# START OF Supplied material

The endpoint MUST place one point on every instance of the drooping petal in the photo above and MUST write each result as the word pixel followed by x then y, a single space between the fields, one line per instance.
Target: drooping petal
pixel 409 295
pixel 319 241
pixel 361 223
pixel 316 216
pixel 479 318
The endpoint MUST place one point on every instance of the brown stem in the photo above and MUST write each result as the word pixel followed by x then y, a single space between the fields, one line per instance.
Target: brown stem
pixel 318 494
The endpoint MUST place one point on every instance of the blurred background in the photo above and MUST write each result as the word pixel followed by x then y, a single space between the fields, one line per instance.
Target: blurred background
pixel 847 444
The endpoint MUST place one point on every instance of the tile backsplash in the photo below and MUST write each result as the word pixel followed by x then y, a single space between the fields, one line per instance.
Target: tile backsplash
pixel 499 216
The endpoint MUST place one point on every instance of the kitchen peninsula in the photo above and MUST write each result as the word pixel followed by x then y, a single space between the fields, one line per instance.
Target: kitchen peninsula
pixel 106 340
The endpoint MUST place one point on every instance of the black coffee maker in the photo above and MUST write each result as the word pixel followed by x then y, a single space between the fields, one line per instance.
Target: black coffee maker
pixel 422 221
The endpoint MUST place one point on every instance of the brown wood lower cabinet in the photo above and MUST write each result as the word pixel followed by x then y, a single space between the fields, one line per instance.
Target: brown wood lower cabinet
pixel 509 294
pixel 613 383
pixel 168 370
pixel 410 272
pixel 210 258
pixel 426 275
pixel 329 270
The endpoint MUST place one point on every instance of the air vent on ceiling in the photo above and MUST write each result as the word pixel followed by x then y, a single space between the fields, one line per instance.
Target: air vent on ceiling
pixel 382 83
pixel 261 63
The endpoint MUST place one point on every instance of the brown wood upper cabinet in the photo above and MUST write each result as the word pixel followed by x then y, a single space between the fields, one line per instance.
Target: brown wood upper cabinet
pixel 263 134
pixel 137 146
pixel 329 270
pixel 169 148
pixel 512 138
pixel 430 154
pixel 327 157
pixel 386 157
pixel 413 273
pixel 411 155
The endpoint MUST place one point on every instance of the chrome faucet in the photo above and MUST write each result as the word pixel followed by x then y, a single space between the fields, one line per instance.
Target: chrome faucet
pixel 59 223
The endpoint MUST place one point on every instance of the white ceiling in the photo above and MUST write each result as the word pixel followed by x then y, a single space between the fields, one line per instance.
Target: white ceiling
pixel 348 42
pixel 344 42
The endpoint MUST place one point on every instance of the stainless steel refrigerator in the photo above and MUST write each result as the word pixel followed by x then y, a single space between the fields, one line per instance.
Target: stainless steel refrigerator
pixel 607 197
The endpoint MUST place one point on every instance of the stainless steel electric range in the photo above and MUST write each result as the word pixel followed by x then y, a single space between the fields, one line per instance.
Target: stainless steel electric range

# END OF Supplied material

-- Exercise aim --
Repeat everything from the line that contains "electric range in" down through the end of the records, keeping each line the same.

-- Solution for this exercise --
The endpoint MUST place one point on every instance of the stainless steel electric range in the photo above and MUST write each result as the word pixel followed by x then y, a single space between the fields, one line per instance.
Target: stainless steel electric range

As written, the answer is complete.